Proactively testing your GroupWise systems IO performance
We've all taken the call, you know, the one from your CxO that GroupWise is slow, the old haystack and the needle call. Looking through the logs on the POA yields nothing, testing with a test account on the CxO's post office doesn't show the symptom that's been reported - yet you're taking calls at the helpdesk that things are slow. CPU looks good, no backup running, network team says everything looks good... there's no obvious cause, now what?!?
IO performance testing
We all want to avoid "the call". Performing some simple tests and keeping the results from when "things are good", can go a long way towards identifying whether or not disk IO performance is contributing to slowness. Here are some simple tests that should identify what sustained disk IO you can expect from your system.
Note: dd can be destructive, carefully review your command before executing it.
Sync, eg., force everything to be written to disk that's currently cached, copy in blocks of 1024k, a string of zeros, do this copy 10000 times to a file named /media/nss/GW/testfile, the second command then copies the testfile to a device named /dev/null (bitbucket in the sky).
What you should see:
If you have decent hardware and it's not a busy time for disk access, you should see throughput numbers that exceed 200MBPS on the sustained write test and 300MBPS on the read test. Re-run the test a few times then average the returned values to get a better picture of what the throughput numbers are when things are good. If you don't see at least these numbers, you'll want to closely watch any POA hosted on this server for signs of degradation in service delivery, or chose a different server to host your POA.

> **Data supplied**:
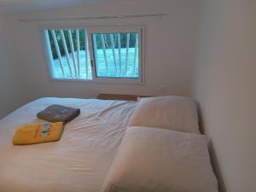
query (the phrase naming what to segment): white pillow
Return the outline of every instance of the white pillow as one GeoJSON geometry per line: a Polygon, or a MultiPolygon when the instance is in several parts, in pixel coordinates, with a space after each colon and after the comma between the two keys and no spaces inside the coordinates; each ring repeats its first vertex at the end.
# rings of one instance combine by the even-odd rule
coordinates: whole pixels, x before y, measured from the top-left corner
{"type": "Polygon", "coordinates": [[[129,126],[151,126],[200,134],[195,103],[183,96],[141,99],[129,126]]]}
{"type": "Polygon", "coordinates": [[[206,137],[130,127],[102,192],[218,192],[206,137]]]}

...

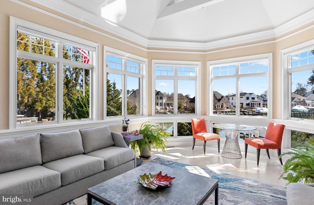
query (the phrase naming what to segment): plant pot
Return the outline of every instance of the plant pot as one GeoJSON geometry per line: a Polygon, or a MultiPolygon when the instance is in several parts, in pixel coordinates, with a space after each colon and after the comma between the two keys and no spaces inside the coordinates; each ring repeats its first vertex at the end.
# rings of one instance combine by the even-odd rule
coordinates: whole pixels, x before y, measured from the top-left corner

* * *

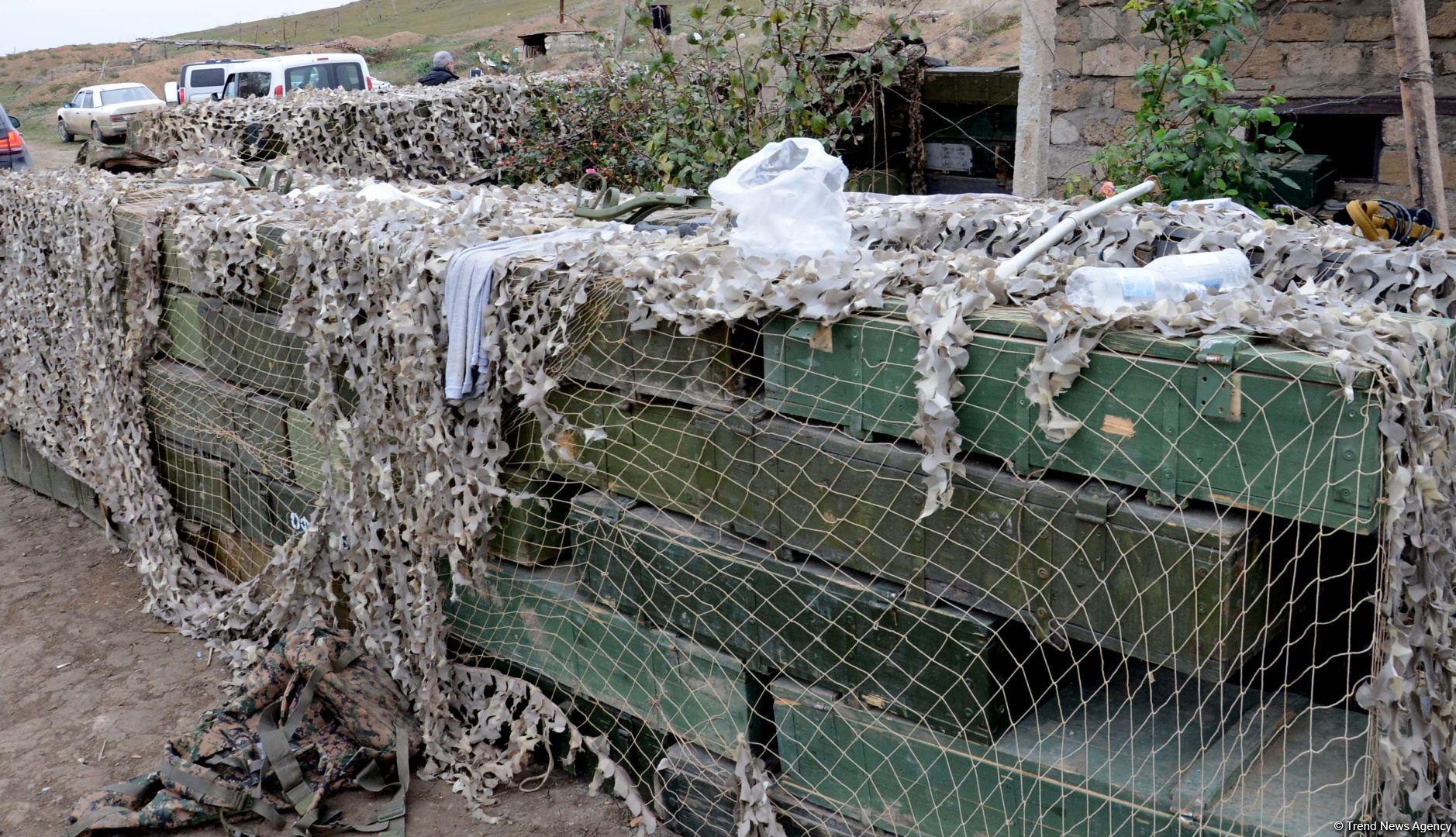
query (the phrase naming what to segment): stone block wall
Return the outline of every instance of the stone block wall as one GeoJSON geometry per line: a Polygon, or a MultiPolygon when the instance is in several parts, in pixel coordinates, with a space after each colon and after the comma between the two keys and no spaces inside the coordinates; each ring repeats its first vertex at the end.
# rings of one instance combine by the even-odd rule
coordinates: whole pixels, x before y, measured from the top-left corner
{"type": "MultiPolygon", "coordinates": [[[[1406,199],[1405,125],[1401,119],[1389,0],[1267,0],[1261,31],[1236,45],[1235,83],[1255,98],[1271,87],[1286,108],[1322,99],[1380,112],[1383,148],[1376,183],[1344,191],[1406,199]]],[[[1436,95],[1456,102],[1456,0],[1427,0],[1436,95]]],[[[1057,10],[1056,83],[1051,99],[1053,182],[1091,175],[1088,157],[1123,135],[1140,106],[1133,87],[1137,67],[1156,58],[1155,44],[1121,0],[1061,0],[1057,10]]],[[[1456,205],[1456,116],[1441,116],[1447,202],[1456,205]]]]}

> **Exercise description**:
Decide whether each statement below agrees with the GroupWise IO performance text. For each, answer yes or no and quote the deciding words from the text.
1. The text recommends running the test more than once and averaging the results.
2. In the test described, data is copied in blocks of 512k.
3. The text warns that dd can cause damage.

> **Expected answer**:
1. Yes: "Re-run the test a few times then average the returned values"
2. No: "copy in blocks of 1024k"
3. Yes: "dd can be destructive"